= TASKS TO CARRY OUT =
#1 In the article on the Australia–New Zealand travel bubble, rewrite the paragraph beginning "Passengers flying to Wellington" as a short bulleted list that keeps its main facts.
#2 Continue the article on the Australia–New Zealand travel bubble, starting after its final sentence.
[[ EXERCISE TEXT, beginning ]]
COVID-19: Families reunite as travel bubble between Australia and New Zealand opens

April 19, 2021

Families and friends have been able to reunite after a long-anticipated travel bubble between Australia and New Zealand opened.

The start of quarantine-free travel was a relief for families who have been separated by the coronavirus pandemic as well as struggling tourist operators.

It marked the first, tentative steps towards what both countries hope will become a gradual reopening to the rest of the world.

The idea of a bubble between Australia and New Zealand had been talked about for months but faced setbacks because of several small COVID-19 outbreaks in both countries, which were eventually stamped out.

In the New Zealand capital, Wellington, Danny Mather was overcome to see his pregnant daughter Kristy and his infant grandson for the first time in 15 months.

When asked what was the first thing he said to her, he replied: "Not a thing. It's just so good to see her and I'm just so happy to have her back."

Kristy Mather said it was overwhelming to be reunited with her family and it was amazing the bubble had opened.

"I wished it had happened earlier, but it's happened now," she said. "I just wanted to get on that first flight because you never know, it may go south. Let's hope it sticks around."

Passengers flying to Wellington were greeted from the air with a 'Welcome Whanau' - the Maori term for extended family - painted in huge white letters near the runway and Air New Zealand ordered 24,000 bottles of sparkling wine, offering a complimentary glass to adult passengers.

The airline's chief operating officer Carrie Hurihanganui said the carrier had previously been running just two or three flights a day between the two countries but that jumped to 30 flights on Monday with 5,200 passengers.

She said the day marked a turning point and people were excited, adding: "You can feel it at the airport and see it on people's faces."

The leaders of both countries welcomed the bubble, saying it was a world-leading arrangement because it aimed to both open borders and keep the virus from spreading.
[[ EXERCISE TEXT, end ]]
[[ SOURCE DATA, beginning ]]
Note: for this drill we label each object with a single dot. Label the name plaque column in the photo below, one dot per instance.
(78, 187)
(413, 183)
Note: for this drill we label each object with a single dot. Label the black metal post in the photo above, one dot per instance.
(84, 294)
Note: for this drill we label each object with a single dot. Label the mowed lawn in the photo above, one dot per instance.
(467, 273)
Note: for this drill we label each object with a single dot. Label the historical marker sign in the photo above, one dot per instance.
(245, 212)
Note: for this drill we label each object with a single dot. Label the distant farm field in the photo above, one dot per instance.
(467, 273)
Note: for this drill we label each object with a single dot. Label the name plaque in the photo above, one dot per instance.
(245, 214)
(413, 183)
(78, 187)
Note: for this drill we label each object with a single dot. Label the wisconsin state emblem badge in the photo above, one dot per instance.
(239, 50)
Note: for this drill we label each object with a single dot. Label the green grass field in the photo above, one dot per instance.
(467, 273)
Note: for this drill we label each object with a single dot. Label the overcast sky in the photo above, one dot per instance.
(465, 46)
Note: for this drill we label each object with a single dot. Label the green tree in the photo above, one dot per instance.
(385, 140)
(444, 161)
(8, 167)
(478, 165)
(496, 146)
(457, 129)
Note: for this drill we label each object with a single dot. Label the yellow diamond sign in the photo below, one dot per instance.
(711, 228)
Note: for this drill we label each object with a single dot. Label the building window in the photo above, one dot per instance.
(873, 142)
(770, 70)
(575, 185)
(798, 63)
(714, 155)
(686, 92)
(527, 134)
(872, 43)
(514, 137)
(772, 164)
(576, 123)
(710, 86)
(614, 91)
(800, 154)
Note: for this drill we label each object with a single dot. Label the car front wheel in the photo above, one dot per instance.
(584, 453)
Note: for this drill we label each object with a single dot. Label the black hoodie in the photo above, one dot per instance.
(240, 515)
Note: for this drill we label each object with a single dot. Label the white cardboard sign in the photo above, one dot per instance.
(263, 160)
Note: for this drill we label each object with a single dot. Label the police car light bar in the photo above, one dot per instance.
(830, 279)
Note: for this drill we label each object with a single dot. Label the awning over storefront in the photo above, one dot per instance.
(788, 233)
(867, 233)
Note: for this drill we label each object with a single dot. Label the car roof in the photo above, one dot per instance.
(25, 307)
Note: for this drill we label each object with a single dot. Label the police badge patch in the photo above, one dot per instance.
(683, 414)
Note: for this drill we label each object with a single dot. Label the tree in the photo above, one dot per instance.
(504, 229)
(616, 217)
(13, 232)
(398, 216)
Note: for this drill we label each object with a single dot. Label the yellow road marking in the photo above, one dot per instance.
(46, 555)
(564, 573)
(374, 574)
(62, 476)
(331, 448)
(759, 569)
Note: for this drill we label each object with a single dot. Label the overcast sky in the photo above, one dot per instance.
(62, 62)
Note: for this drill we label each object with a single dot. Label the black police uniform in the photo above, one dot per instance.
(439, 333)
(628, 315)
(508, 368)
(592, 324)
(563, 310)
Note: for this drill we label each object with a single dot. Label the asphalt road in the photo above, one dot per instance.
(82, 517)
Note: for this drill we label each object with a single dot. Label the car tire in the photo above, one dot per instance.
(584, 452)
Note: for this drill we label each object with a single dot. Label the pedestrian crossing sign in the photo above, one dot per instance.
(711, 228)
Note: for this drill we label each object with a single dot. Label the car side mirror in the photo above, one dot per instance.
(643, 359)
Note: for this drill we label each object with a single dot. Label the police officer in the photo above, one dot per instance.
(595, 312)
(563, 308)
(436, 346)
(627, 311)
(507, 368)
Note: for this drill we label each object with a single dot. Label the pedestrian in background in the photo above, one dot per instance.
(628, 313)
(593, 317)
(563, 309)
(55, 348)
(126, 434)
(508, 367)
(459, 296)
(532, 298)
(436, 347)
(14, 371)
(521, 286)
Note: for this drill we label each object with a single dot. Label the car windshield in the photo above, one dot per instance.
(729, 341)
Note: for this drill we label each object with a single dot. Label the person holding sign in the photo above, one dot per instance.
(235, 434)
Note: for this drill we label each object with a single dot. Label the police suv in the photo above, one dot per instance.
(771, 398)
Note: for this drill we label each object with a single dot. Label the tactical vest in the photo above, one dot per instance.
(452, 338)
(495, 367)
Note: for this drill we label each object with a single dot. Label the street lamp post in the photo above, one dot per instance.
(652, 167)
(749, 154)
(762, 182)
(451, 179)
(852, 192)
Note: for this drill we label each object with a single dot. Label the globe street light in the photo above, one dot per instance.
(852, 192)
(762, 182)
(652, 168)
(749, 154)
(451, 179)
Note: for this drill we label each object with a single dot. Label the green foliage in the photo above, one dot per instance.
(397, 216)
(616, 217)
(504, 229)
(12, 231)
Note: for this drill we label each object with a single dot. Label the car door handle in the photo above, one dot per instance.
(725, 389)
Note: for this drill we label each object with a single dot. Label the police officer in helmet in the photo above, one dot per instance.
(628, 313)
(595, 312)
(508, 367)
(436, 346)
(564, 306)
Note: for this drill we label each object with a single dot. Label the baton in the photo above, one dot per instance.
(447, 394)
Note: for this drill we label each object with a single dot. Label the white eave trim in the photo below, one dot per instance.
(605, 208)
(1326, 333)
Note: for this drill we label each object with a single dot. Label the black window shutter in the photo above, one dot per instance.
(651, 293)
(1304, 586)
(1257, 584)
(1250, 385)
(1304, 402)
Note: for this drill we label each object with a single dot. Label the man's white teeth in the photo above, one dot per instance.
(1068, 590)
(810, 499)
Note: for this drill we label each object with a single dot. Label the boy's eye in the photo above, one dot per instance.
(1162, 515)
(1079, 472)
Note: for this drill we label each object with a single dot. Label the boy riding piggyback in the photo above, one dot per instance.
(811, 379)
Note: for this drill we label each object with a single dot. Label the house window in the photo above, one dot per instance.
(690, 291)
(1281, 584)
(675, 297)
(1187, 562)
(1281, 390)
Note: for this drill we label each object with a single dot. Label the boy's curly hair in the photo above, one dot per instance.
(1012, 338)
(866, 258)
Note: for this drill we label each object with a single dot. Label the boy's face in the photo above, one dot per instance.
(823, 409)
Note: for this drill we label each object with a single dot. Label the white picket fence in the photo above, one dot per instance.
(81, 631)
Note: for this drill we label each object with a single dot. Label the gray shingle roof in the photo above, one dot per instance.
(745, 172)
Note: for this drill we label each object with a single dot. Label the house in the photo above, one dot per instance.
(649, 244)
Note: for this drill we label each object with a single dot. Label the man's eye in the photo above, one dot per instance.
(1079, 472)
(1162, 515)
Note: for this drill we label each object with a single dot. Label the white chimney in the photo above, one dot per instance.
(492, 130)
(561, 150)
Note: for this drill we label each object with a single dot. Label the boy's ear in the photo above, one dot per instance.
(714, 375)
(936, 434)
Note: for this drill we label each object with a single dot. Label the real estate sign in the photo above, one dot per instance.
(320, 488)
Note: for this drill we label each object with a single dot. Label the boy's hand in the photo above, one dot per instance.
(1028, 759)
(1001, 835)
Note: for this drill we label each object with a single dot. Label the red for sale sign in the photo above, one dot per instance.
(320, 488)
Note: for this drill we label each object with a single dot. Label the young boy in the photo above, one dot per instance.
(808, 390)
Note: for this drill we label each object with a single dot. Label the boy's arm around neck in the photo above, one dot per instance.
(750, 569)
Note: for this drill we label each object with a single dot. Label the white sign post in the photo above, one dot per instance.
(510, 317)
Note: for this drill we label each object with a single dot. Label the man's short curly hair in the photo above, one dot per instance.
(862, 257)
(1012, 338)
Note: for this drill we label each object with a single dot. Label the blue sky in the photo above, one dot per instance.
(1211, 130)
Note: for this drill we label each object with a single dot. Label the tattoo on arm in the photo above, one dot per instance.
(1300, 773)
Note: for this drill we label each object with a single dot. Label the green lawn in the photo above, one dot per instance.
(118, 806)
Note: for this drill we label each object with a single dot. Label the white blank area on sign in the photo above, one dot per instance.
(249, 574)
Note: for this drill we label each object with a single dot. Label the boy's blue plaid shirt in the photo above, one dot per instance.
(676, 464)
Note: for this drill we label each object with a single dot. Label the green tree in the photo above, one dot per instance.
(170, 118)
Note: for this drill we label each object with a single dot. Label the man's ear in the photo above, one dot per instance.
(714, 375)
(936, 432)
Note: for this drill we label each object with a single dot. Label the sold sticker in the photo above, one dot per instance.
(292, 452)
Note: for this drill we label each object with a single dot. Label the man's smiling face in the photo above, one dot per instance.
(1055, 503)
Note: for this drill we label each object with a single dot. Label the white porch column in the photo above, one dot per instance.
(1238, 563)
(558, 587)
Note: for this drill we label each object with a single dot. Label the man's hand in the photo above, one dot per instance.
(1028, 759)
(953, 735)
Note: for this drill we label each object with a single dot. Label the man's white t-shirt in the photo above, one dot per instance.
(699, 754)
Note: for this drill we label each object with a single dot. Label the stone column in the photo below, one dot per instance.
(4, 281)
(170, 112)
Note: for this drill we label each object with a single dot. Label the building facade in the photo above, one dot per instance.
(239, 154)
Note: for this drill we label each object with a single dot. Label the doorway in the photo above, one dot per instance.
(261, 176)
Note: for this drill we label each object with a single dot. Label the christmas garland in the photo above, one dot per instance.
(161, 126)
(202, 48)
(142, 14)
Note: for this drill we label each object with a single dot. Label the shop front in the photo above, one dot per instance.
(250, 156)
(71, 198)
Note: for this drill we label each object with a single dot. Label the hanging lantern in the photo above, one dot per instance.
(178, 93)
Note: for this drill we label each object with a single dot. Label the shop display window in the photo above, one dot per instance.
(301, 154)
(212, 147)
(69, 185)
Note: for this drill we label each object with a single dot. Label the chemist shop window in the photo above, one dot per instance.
[[ SOURCE DATA, end ]]
= RESPONSES =
#1
- "Welcome Whanau" (the Maori term for extended family) was painted in huge white letters near the runway, greeting passengers flying into Wellington from the air.
- Air New Zealand ordered 24,000 bottles of sparkling wine.
- Adult passengers were offered a complimentary glass.

#2
Australian Prime Minister Scott Morrison said: "Today's milestone is a win-win for Australians and New Zealanders, boosting our economies while keeping our people safe."

His New Zealand counterpart Jacinda Ardern said her country was welcoming new arrivals.

She added: "The bubble marks a significant step in both countries' reconnection with the world and it's one we should all take a moment to be very proud of."

Both leaders have warned travellers to prepare for disruptions at short notice in the event of COVID-19 outbreaks, adding that the risks of quarantine-free travel will be under "constant review".

Both leaders have also flagged the possibility of extending quarantine-free travel to other countries in the Pacific region when "it is safe to do so".

Travelers who lined up at Sydney and Melbourne airports early on Monday said they were excited or relieved to finally fly to New Zealand after more than a year.

Some were visiting family and friends, while others were attending funerals.

Both countries have managed to keep out the virus by putting up barriers to the outside world, including strict quarantine requirements for travellers returning from other countries where the virus is rampant.

Australia had previously allowed New Zealanders to arrive without going into quarantine but New Zealand had taken a more cautious approach, requiring travellers from Australia to quarantine.

The start of the bubble comes ahead of the New Zealand ski season and is welcome news for many tourist towns, including the ski resort of Queenstown.